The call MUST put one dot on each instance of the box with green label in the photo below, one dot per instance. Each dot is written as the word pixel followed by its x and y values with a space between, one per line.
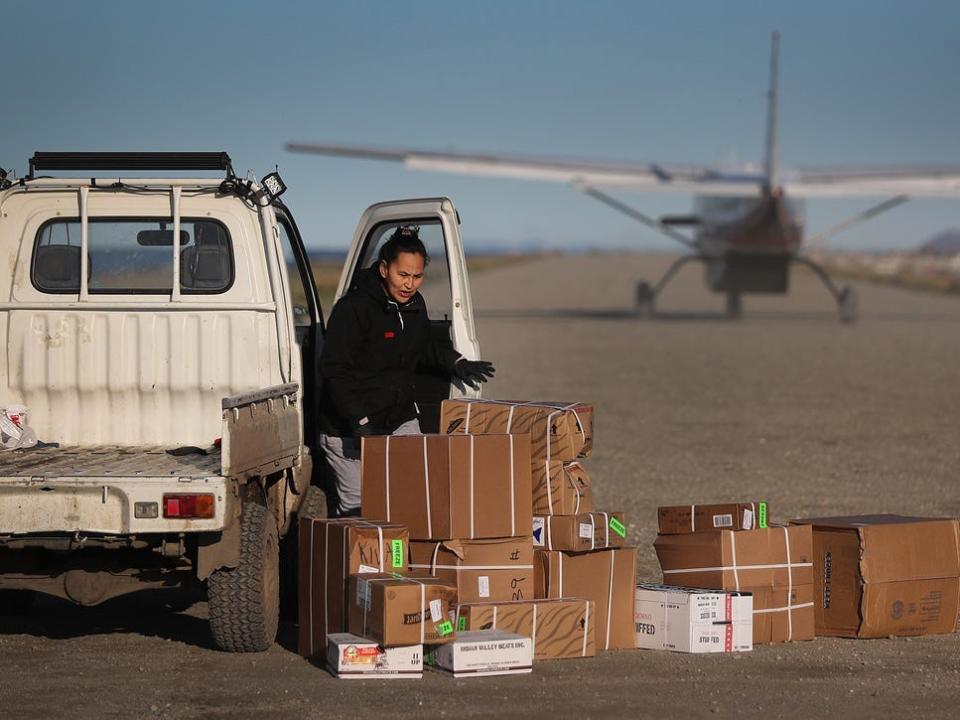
pixel 581 532
pixel 329 552
pixel 681 519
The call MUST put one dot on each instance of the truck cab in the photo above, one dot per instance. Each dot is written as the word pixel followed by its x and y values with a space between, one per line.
pixel 164 333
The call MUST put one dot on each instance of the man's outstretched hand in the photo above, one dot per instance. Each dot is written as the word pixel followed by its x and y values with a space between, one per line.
pixel 474 372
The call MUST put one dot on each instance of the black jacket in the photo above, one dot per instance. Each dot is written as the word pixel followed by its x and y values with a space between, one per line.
pixel 372 350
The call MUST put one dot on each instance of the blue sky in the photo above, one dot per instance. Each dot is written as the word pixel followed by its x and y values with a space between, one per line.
pixel 862 83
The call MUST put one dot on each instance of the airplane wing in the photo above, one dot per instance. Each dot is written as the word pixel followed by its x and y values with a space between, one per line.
pixel 918 181
pixel 911 181
pixel 647 177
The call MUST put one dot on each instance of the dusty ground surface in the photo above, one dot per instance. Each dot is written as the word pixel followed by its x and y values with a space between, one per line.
pixel 785 404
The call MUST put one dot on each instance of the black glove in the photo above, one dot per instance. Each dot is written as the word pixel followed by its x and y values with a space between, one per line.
pixel 365 430
pixel 474 372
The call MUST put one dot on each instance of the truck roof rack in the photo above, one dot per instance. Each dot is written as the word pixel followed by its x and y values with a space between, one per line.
pixel 131 161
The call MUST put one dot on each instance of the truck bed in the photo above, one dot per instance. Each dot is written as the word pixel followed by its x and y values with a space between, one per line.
pixel 106 461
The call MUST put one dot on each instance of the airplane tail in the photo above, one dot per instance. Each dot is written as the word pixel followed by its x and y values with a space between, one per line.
pixel 770 155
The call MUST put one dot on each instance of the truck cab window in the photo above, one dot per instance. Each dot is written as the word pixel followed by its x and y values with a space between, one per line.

#### Brief:
Word for word, give the listing above again, but drop any pictures.

#### Response area:
The call MUST put one dot on each instance of the box with green label in the photo below, one dot per instance. Each dot is written as the word pixel followed by its x and y values with a space between, one per line.
pixel 581 532
pixel 329 552
pixel 681 519
The call MUST put one dot on each instance of the truck cab in the photo above, one dot per instance. Each dot is written as the word pixel followed by its x and y values with a space between, one per line.
pixel 164 333
The call MUST put one dot on each instance of the man's outstretched hand in the photo above, one dot per instance. Each dot is written as the word pixel followed by its x and y values with a space between, one per line.
pixel 474 372
The call MUST put one dot on each instance of the black jacket in the photo above, one dot per instance. Each dot is written as the word pixel followed by its x and y values with a space between, one per line.
pixel 372 350
The call MUST put one dot on each instance of the blue sky in the photo above, one dot per instance. Each dot is written as the word pixel followed by its x and y values with a space between, one per line.
pixel 862 83
The call MUST put one dot on each instance of the airplane wing in the photo above, one dot per instance. Each dot is written as the word pixel followed by its x and y values with a space between, one per line.
pixel 918 181
pixel 911 181
pixel 647 177
The call MUST put one dot on each instance of the dusty ground surface in the photo above, one dot per instance. Each dot is written as the word pixel followed by its x and y values with a space between, one per line.
pixel 785 404
The call MUST put one dot on each instance of the black glove in the photo above, one dot per instance. Each dot is written as the word pixel followed by its x and y values with a space between, one per line.
pixel 365 430
pixel 474 372
The call MUST put one dot on each instance of the truck roof rack in the photo above, one dot per instance. Each dot is written as the word pixel followed by its x and y values with a space between, one per line.
pixel 131 161
The call MUST put one dot on each instance of the truck bed in the photo above, one dot per instance. Each dot is written as the word pixel followed by its x and y values with a space between, one per line.
pixel 106 461
The call MUST put one dot on each instance of the airplane tail in the photo above, one dot per instance. Each dot is written as the word pixel followed by its x and y values with a space between, one per line.
pixel 770 155
The call MUST put one dot on each instance of the truck cab window in the photo above, one dot per instance. Each dot is written as the word pixel followed by its x and y values with a space between, one per line.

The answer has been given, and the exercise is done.